>> begin Material provided
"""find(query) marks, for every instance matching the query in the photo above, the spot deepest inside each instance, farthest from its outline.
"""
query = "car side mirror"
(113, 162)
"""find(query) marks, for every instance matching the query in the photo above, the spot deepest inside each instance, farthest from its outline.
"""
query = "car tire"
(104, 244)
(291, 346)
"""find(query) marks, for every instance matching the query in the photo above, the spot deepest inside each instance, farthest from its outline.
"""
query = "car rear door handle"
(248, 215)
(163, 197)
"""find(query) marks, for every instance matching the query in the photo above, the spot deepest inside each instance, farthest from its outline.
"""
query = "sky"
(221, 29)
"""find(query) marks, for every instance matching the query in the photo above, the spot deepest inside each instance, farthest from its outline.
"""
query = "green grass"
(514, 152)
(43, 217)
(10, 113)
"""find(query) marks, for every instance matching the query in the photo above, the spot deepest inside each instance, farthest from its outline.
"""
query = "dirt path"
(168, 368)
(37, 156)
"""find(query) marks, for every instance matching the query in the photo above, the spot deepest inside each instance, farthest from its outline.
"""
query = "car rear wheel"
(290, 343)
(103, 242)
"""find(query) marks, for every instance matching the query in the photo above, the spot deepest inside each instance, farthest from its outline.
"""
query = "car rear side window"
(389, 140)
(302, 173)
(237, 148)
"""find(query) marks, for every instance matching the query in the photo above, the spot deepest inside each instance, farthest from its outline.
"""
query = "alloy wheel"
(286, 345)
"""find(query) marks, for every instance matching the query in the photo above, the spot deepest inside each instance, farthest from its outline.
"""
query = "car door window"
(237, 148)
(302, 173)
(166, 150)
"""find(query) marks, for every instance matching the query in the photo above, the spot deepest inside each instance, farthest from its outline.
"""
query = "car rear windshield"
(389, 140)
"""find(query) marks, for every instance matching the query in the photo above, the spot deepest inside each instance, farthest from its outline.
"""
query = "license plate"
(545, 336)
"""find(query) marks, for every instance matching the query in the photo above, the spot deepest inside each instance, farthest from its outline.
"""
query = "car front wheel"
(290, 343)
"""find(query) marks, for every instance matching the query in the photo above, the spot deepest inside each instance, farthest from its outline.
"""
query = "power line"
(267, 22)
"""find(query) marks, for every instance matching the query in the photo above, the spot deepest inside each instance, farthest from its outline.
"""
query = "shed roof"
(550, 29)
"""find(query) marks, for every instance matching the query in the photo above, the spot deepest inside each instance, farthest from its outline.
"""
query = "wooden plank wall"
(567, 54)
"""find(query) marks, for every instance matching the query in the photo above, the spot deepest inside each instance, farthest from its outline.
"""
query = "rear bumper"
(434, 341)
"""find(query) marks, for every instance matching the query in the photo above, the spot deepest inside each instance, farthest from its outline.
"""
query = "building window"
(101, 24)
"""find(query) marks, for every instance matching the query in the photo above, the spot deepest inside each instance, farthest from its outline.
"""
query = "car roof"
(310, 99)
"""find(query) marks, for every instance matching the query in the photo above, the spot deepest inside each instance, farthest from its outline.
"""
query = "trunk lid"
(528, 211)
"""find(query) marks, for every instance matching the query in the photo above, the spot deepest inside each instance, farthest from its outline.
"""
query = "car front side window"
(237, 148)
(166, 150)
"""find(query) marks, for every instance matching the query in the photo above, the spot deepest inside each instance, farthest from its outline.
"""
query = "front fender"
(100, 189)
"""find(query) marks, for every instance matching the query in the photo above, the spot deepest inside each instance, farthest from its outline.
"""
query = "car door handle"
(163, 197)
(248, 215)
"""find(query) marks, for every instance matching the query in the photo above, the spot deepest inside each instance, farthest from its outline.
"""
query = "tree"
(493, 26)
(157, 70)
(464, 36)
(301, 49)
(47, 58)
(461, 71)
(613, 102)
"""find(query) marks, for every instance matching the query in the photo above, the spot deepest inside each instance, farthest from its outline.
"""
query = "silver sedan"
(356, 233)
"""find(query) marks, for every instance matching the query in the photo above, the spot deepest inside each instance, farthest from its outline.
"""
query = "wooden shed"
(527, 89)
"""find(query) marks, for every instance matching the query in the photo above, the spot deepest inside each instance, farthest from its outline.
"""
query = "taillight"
>> end Material provided
Working from the material above, retype it in its entirety without change.

Solution to the problem:
"""find(query) marks, for every instance matching the query in the photo above, the spot deepest inside each instance, farthest from its outline.
"""
query = "car side mirror"
(113, 162)
"""find(query) marks, for every instance matching the query in the photo above, the spot deepest inside each instance, farthest from its outline.
"""
query = "car tire"
(104, 244)
(291, 346)
"""find(query) marks, for every instance matching the query in the photo above, the spot deepest inside each instance, farthest from its outline.
"""
query = "car rear door handle"
(248, 215)
(163, 197)
"""find(query) marks, for every instance matching the query in the photo above, the spot deepest inside each instance, farthest from its outline.
"""
query = "sky"
(221, 29)
"""find(query) marks, for every instance matching the query in the photo above, the spot deepest inside each instance, farthest from its outline.
"""
query = "green grass"
(514, 152)
(43, 217)
(10, 113)
"""find(query) marks, for every instance matching the query in the photo above, the spot deepest inside each instance, farthest from its outline.
"""
query = "dirt path"
(168, 368)
(37, 156)
"""find(query) marks, for every instance matching the query in the photo above, the spot deepest inside each instance, farthest from its outline.
"""
query = "car rear wheel"
(290, 343)
(103, 242)
"""find(query) marks, for every instance matching the query in the photo above, the spot deepest inside each instance, farthest from its outline.
"""
query = "car rear side window"
(389, 140)
(302, 173)
(237, 148)
"""find(query) marks, for every instance matching the query in the photo above, the spot deepest inside each instance, farthest from its outline.
"""
query = "alloy wheel"
(286, 345)
"""find(query) marks, for every instance matching the query in the photo above, the spot deepest inside each instance, farthest from its outline.
"""
query = "car door window"
(237, 148)
(302, 173)
(166, 150)
"""find(query) marks, for every instance matching the query in the photo above, the spot deepest inside each instance, farthest from its outline.
"""
query = "car rear windshield"
(389, 140)
"""find(query) marks, for every instance matching the query in the photo above, the spot deepest inside each instance, farthest from its outline.
"""
query = "license plate"
(545, 336)
"""find(query) marks, for every instance matching the query in the photo above, the spot deepest inside each instance, farthest from its outline.
"""
query = "car front wheel"
(290, 343)
"""find(query) marks, for every instance matching the query in the photo above, the spot deepest inside each instance, farthest from its outline.
"""
query = "power line"
(267, 22)
"""find(query) marks, for every instance matching the query in the photo above, the spot deepest inside each instance, farthest from its outline.
"""
query = "shed roof"
(550, 29)
"""find(query) marks, for every instance matching the query in the photo above, the spot deepest inside each instance, farthest from its outline.
"""
query = "wooden plank wall"
(567, 54)
"""find(query) marks, for every instance matching the query in the photo above, the spot deepest inside each instance, farthest from its outline.
"""
query = "rear bumper"
(434, 341)
"""find(query) marks, for every instance matching the query in the photo above, the spot deepest inside each instance, farthest from its outline.
"""
query = "building window"
(101, 24)
"""find(query) marks, for every instance matching the query in the photo above, the spot deepest inside each instance, farthest from its outline.
"""
query = "car roof"
(310, 99)
"""find(query) marks, for every instance matching the query in the photo above, the spot deepest inside each instance, farthest from its outline.
"""
query = "trunk lid"
(528, 211)
"""find(query) marks, for every instance matching the query in the photo above, the spot deepest inside each instance, farthest from its outline.
"""
query = "car front side window"
(237, 148)
(166, 150)
"""find(query) marks, for every instance matching the query in the photo above, the spot deepest inside each instance, farthest from its outline.
"""
query = "front fender"
(100, 189)
"""find(query) marks, for every instance matching the query in the photo above, the spot deepest inside each instance, farthest from its outline.
"""
query = "car door handle"
(163, 197)
(248, 215)
"""find(query) marks, for every instance matching the query in the photo above, the spot deepest inside each instance, farthest from its outline.
"""
query = "tree"
(493, 26)
(157, 70)
(464, 36)
(301, 49)
(47, 58)
(461, 71)
(613, 102)
"""find(query) marks, for every instance matching the query in the photo above, the spot deepest inside each instance, farthest from its outline.
"""
query = "silver sedan"
(356, 233)
"""find(query) marks, for every instance matching the query in the photo above, the spot deepest inside each instance, farthest from its outline.
"""
query = "wooden shed"
(527, 89)
"""find(query) marks, for every instance matching the query in the photo above, the spot deepest inside each instance, farthest from its outline.
"""
query = "taillight"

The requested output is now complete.